All of lore.kernel.org
 help / color / mirror / Atom feed
* CXL 2.0 memory pooling emulation
@ 2023-02-08 22:28 zhiting zhu
  2023-02-15 15:18 ` Jonathan Cameron via
  0 siblings, 1 reply; 7+ messages in thread
From: zhiting zhu @ 2023-02-08 22:28 UTC (permalink / raw)
  To: qemu-devel

[-- Attachment #1: Type: text/plain, Size: 350 bytes --]

Hi,

I saw a PoC:
https://lore.kernel.org/qemu-devel/20220525121422.00003a84@Huawei.com/T/ to
implement memory pooling and fabric manager on qemu. Is there any further
development on this? Can qemu emulate a memory pooling on a simple case
that two virtual machines connected to a CXL switch where some memory
devices are attached to?

Best,
Zhiting

[-- Attachment #2: Type: text/html, Size: 538 bytes --]

^ permalink raw reply	[flat|nested] 7+ messages in thread

* Re: CXL 2.0 memory pooling emulation
  2023-02-15 15:18 ` Jonathan Cameron via
@ 2023-02-15  9:10   ` Gregory Price
  2023-02-16 18:00     ` Jonathan Cameron via
  0 siblings, 1 reply; 7+ messages in thread
From: Gregory Price @ 2023-02-15  9:10 UTC (permalink / raw)
  To: Jonathan Cameron; +Cc: zhiting zhu, qemu-devel, linux-cxl, Viacheslav A.Dubeyko

On Wed, Feb 15, 2023 at 03:18:54PM +0000, Jonathan Cameron via wrote:
> On Wed, 8 Feb 2023 16:28:44 -0600
> zhiting zhu <zhitingz@cs.utexas.edu> wrote:
> 
> > Hi,
> > 
> > I saw a PoC:
> > https://lore.kernel.org/qemu-devel/20220525121422.00003a84@Huawei.com/T/ to
> > implement memory pooling and fabric manager on qemu. Is there any further
> > development on this? Can qemu emulate a memory pooling on a simple case
> > that two virtual machines connected to a CXL switch where some memory
> > devices are attached to?

____

OBJECTIVES:
1/ In the CXL 2.0 memory pooling thread, what is the stated size of the HTML attachment on the first message?
2/ From the CXL 2.0 memory pooling thread, list every recipient in the Cc line of the message from Gregory Price.
3/ Translate this sentence from the CXL 2.0 memory pooling thread into German: "Is there any further development on this?"

____

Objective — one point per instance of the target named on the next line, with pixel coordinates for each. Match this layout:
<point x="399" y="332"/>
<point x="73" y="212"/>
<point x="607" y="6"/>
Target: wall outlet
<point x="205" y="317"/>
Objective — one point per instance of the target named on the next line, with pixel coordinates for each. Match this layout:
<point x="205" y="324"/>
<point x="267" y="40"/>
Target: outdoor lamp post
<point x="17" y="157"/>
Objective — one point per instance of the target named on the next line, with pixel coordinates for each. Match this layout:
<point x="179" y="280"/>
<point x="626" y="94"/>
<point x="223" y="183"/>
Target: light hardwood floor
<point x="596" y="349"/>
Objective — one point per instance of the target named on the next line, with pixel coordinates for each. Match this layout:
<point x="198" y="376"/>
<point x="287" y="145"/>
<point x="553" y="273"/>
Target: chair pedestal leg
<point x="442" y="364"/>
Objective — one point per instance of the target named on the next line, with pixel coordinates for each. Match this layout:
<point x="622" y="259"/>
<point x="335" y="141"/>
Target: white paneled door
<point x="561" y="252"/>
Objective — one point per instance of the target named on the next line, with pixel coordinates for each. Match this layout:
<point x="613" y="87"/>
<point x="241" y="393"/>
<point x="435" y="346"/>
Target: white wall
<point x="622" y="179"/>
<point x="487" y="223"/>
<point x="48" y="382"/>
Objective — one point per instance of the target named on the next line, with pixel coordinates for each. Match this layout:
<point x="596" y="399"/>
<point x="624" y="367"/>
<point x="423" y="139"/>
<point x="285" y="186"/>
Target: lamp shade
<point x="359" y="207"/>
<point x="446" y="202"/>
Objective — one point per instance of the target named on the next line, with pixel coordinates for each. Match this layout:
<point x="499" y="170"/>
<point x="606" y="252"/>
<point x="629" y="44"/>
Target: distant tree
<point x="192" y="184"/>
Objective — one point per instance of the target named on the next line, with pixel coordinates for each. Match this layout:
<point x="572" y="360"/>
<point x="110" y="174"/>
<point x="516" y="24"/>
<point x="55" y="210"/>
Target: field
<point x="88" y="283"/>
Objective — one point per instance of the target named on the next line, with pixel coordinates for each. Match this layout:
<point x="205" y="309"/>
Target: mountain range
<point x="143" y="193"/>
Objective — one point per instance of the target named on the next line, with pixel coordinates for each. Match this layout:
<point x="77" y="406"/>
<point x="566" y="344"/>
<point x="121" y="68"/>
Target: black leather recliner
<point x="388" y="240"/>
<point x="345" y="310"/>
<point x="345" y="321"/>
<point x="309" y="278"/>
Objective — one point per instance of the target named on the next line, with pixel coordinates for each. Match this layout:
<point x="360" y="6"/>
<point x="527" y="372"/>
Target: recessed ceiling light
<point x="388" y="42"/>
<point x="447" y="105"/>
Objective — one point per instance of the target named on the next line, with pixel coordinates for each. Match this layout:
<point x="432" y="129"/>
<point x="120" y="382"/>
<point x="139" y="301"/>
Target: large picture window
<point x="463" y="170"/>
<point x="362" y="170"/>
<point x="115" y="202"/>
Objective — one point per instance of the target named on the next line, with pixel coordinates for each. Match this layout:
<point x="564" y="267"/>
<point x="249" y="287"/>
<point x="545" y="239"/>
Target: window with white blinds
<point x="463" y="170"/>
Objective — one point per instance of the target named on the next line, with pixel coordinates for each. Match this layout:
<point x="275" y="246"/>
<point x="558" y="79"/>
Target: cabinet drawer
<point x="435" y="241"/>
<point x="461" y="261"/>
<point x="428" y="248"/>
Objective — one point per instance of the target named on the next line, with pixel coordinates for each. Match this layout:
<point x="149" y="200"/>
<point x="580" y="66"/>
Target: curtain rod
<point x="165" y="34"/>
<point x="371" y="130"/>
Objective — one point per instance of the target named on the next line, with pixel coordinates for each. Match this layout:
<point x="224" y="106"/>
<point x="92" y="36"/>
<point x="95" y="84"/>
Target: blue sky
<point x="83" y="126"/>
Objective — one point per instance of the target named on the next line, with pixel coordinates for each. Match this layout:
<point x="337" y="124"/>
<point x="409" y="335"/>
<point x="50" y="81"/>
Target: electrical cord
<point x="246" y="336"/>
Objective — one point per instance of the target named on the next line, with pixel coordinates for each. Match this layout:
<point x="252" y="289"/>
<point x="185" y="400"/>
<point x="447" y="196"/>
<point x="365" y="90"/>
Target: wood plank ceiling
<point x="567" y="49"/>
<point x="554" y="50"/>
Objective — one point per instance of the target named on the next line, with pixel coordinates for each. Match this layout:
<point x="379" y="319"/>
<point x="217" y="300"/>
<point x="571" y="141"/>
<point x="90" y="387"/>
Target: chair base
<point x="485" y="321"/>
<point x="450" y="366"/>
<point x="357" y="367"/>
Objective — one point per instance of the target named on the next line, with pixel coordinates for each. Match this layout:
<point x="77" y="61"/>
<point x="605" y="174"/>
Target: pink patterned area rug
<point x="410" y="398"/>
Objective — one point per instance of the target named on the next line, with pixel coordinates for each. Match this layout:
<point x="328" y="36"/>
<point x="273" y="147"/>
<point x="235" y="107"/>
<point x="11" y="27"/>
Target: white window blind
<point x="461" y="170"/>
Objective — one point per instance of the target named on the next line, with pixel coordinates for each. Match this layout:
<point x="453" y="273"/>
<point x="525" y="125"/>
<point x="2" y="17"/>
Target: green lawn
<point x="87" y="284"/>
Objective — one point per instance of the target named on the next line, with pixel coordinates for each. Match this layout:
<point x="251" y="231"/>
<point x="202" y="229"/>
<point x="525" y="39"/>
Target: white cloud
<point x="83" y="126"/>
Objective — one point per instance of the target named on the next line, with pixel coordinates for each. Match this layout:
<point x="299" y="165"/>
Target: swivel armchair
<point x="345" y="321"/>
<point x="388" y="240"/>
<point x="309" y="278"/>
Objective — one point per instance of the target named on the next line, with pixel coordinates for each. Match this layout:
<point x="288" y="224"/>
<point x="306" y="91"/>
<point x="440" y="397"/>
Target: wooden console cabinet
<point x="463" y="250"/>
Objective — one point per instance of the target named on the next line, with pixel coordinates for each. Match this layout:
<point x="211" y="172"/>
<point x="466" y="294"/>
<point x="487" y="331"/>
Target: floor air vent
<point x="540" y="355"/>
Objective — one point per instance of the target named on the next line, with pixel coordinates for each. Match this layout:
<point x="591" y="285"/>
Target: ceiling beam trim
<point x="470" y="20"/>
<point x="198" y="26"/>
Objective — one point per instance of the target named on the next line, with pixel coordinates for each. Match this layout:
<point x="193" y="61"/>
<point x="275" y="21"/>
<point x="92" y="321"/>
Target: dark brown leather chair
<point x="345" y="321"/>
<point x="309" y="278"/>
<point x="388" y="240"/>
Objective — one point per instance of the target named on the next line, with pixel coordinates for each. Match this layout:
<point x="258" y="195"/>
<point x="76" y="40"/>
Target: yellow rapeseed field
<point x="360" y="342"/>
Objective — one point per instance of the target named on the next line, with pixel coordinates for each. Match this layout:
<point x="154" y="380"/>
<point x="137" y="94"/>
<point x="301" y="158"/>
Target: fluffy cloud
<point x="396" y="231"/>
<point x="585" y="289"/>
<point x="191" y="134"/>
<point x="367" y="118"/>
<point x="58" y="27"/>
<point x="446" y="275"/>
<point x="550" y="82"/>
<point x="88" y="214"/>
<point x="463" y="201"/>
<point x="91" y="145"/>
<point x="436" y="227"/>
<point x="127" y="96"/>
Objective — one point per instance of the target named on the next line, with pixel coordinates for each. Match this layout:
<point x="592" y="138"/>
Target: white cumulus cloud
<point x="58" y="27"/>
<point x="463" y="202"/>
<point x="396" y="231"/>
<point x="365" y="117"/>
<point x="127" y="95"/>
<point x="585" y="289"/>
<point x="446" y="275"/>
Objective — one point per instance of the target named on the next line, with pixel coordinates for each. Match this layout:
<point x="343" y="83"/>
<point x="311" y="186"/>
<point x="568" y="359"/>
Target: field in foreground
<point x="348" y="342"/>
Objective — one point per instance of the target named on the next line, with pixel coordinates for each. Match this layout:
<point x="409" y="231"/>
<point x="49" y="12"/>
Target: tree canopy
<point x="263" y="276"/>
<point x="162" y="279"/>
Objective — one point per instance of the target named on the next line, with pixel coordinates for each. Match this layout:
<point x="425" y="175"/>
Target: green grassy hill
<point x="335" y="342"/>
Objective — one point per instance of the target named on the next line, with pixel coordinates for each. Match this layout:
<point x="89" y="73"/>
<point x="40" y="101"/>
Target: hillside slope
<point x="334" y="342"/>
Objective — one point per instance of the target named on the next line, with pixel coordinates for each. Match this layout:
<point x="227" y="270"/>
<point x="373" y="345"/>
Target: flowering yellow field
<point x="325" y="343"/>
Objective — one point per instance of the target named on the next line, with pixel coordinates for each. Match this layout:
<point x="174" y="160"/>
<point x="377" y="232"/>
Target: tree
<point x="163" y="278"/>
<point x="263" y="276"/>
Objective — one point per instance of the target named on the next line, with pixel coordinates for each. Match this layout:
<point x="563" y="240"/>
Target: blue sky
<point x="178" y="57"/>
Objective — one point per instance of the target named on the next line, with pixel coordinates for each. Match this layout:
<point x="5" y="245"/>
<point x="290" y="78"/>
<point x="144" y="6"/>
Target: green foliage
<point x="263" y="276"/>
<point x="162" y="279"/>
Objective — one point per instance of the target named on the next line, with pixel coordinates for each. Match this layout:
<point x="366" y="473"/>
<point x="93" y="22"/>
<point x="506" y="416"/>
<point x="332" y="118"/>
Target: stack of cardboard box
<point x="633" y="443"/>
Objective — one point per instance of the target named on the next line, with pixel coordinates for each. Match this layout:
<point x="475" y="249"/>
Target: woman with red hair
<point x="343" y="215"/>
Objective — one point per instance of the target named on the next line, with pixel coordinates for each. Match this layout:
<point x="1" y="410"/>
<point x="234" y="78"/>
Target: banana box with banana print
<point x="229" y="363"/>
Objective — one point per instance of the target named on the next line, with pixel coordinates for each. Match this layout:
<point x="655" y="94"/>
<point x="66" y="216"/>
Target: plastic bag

____

FULL SOLUTIONS:
1/ 538 bytes

2/ zhiting zhu, qemu-devel, linux-cxl, Viacheslav A.Dubeyko

3/ Gibt es dazu weitere Entwicklungen?